Understanding Y-DNA testing results
The human Y-chromosome is the human male sex chromosome. It is located in the nucleolus of every cell in males.
The Y-chromosome is passed from father to son each generation. With each transfer, there is a chance for small changes to occur. The inheritance pattern means that the Y-chromosome is useful for male line genealogy research. This includes surname research. The rare minor changes make it possible to distinguish between different genetic branches of a male ancestor's descendants.
To do this type of testing, it is necessary to test males from the right lineage. This means that genealogists often have to do extensive research to seek out the right men to test.
Y-STRs are repeating sequences of DNA values. For example, the Y-STR DYS393 is made up of repeats of the AGAT sequence. It is the number of repeats that varies between men, so that is what is measured. If a man has twelve copies of AGAT for DYS393, he has DYS393 = 12.
Most Y-STR markers are named with the DYS prefix and a sequential number. Note that these numbers are not related to the actual position of the Y-STR on the Y-chromosome. Rather, they reflect the order in which the Y-STRs were named.
Below is an example of how a panel of 12 Y-STRs, Y12, would be reported.
Y-SNPs are single value changes in the DNA. They are often called variants. The relative mutation rate for a Y-SNP is extremely low. However, the entire Y-chromosome is large enough that one can expect a new Y-SNP in a male lineage every 1 to 4 generations on average. Together, the slow rate of change and the large amount of the Y-chromosome tested means that modern Y-SNPs work for both recent genealogy and for building the deeper paternal tree of humanity.

- Brief A:
Copy everything in the passage on Y-DNA testing from "To do this type" down to "DYS393 = 12.".
- Brief B:
Go on with the passage on Y-DNA testing results from where it stops.

- Extracted entries:
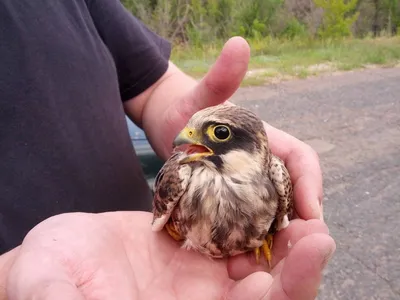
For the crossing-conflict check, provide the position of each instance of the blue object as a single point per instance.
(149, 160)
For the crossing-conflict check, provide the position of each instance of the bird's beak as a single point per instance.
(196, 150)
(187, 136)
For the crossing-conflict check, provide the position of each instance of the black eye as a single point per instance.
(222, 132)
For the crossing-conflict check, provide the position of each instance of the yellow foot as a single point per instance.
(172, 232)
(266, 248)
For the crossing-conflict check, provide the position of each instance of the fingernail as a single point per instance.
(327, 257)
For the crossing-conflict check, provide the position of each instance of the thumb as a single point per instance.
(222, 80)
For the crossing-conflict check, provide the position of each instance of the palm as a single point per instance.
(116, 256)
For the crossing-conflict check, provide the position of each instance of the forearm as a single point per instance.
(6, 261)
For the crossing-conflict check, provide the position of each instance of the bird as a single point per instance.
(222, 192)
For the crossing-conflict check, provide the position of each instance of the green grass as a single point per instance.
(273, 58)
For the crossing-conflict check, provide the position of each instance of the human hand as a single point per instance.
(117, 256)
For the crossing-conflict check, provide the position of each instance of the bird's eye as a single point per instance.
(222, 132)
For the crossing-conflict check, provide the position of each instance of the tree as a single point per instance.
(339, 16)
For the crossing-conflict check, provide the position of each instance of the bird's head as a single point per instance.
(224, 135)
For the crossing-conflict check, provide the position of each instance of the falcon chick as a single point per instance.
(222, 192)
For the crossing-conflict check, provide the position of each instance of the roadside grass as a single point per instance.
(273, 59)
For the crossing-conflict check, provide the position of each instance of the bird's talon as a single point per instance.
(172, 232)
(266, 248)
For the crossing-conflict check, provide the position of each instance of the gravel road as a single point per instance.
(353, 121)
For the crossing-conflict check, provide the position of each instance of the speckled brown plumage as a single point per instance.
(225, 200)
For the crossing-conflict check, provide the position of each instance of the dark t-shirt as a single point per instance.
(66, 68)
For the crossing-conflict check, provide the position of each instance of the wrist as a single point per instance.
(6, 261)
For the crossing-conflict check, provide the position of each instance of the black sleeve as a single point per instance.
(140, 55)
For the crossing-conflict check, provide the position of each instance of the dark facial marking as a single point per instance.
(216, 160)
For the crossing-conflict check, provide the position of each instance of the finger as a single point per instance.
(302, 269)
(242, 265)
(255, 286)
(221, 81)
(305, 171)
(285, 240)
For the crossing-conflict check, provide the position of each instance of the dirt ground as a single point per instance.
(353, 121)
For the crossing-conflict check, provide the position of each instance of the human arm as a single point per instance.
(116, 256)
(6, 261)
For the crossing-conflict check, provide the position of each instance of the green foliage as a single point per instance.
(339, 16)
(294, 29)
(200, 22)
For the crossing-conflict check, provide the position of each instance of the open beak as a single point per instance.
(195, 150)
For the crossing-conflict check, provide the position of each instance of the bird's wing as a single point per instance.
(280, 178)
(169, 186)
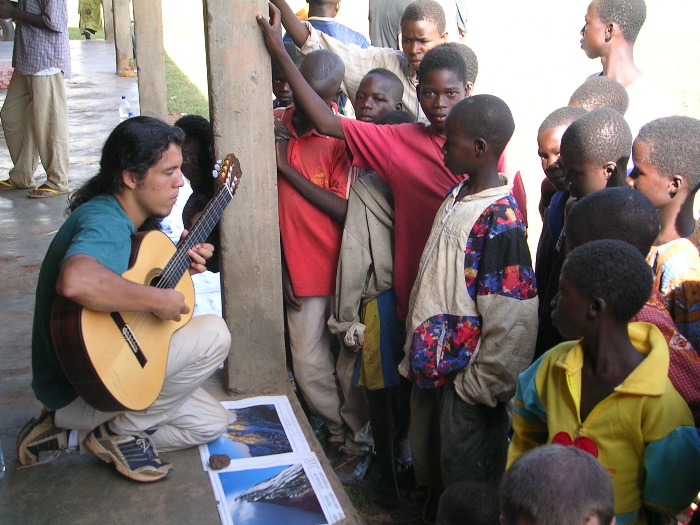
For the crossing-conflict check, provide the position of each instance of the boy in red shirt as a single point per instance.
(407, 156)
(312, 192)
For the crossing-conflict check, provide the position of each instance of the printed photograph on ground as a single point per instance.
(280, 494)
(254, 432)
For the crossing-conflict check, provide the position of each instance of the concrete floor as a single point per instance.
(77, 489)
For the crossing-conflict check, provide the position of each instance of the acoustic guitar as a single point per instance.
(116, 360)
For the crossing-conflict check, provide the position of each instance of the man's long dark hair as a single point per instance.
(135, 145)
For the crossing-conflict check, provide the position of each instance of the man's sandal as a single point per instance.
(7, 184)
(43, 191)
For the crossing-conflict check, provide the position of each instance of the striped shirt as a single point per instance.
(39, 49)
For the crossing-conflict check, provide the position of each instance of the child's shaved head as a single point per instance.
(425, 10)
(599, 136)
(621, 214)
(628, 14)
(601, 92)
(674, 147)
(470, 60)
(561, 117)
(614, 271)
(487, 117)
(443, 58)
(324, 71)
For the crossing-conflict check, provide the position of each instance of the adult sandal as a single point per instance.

- Answer box A:
To do this type of testing, it is necessary to test males from the right lineage. This means that genealogists often have to do extensive research to seek out the right men to test.
Y-STRs are repeating sequences of DNA values. For example, the Y-STR DYS393 is made up of repeats of the AGAT sequence. It is the number of repeats that varies between men, so that is what is measured. If a man has twelve copies of AGAT for DYS393, he has DYS393 = 12.

- Answer box B:
Y-SNPs are named with a letter code and a number. The letter indicates the lab or research team that discovered the SNP. The number indicates the order in which it was discovered. For example, M173 is the 173rd SNP documented by the Human Population Genetics Laboratory at Stanford University, which uses the letter M.
While the details of ones results for M173 might be an A or a C value, Y-SNP variants are usually described in terms of being positive for the change or negative for it. Thus, when someone has the original value A, they are said to be negative. When they have the new value C, they are said to be positive.
Below is an example of how someone's results might be reported.
M161-, M170+, M21-, M223-, M227-, M253+, M258+, M26-, M307+, M72-, P109+, P19+, P259-, P30+, P37-, P38+
Y-DNA testing – Inheritance and research strategy
Y-DNA is passed by a father to his sons. Thus, only men can test for their father's Y-DNA profile.
Who you test depends on your goals. To know your ancestry on your direct paternal line, you may test yourself or a male relative if you are female. To know if two men descend from the same man, both people must test.
Genealogists use Y-DNA for hypothesis testing. One first forms a hypothesis. Second, one finds cousins from the right branches to test. Third, one tests the cousins. Finally, one analyzes test results.
The second use is for ethnic background testing.
Y-DNA follows a direct line. Ancient ancestry for these lines covers both recent and distant parts of the human journey.
Y-DNA is good for determining ethnic origins and ancient history. However, for a full picture of your ancestry, you need to test as many of your Y-DNA lines as possible.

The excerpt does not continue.